Region annotation items

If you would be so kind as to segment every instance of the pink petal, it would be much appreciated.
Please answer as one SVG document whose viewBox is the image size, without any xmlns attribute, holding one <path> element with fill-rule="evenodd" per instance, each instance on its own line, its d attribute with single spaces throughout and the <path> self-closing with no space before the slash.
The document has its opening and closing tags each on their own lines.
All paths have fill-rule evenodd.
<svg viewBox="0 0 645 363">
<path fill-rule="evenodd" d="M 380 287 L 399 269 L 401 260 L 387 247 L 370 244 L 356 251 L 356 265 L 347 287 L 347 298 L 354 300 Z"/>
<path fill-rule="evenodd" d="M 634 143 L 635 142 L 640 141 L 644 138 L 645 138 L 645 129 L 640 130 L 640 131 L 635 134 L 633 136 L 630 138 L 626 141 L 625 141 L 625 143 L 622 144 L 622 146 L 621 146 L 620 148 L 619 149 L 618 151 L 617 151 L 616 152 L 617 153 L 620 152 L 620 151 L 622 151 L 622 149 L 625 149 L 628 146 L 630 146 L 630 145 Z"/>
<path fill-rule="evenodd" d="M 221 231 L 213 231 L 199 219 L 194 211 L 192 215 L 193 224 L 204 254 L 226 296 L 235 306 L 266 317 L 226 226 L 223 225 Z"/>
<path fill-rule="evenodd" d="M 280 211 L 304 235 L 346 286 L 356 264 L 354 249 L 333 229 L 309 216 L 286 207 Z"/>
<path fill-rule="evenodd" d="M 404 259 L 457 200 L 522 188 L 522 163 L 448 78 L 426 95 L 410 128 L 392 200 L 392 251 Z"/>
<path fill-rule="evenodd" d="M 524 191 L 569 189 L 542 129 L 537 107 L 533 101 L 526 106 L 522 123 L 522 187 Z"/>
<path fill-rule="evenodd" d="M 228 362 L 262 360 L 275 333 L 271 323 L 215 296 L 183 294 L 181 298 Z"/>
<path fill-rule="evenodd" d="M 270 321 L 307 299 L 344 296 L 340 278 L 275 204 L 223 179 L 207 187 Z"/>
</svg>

PROBLEM TO WORK ON: Add 13 to every coordinate and viewBox value in the SVG answers across all of the records above, then give every line again in full, including the requests.

COMPLETE ANSWER:
If you would be so kind as to segment every instance of the pink petal, it would be much appreciated.
Please answer as one SVG document whose viewBox is the image size, without any xmlns attribute, holding one <path> element with fill-rule="evenodd" per instance, each instance on its own line, its d attribute with single spaces throughout and the <path> self-closing with no space before the slash.
The document has its opening and closing tags each on their own lines.
All paths have fill-rule evenodd.
<svg viewBox="13 13 658 376">
<path fill-rule="evenodd" d="M 393 300 L 412 282 L 414 273 L 400 260 L 383 257 L 369 264 L 369 278 L 360 300 L 360 311 L 367 313 Z"/>
<path fill-rule="evenodd" d="M 647 156 L 648 155 L 653 154 L 657 151 L 658 151 L 658 142 L 653 143 L 653 144 L 648 147 L 646 149 L 643 151 L 639 154 L 638 154 L 638 156 L 635 157 L 635 159 L 634 159 L 633 161 L 632 162 L 631 164 L 630 164 L 629 165 L 630 166 L 633 165 L 633 164 L 635 164 L 635 162 L 638 162 L 641 159 L 643 159 L 643 158 Z"/>
<path fill-rule="evenodd" d="M 234 244 L 226 244 L 212 232 L 207 224 L 205 228 L 206 237 L 217 267 L 239 309 L 248 319 L 279 330 L 239 239 L 236 238 Z"/>
<path fill-rule="evenodd" d="M 293 224 L 317 248 L 359 299 L 369 277 L 367 262 L 346 242 L 322 229 L 299 220 Z"/>
<path fill-rule="evenodd" d="M 417 272 L 470 213 L 535 201 L 535 176 L 461 91 L 439 108 L 423 141 L 405 213 L 405 264 Z"/>
<path fill-rule="evenodd" d="M 537 204 L 582 202 L 555 142 L 550 120 L 546 114 L 539 119 L 535 136 L 535 200 Z"/>
<path fill-rule="evenodd" d="M 241 375 L 275 373 L 288 346 L 284 336 L 228 309 L 196 307 L 194 311 Z"/>
<path fill-rule="evenodd" d="M 283 334 L 320 312 L 357 309 L 353 291 L 288 217 L 236 192 L 220 200 Z"/>
</svg>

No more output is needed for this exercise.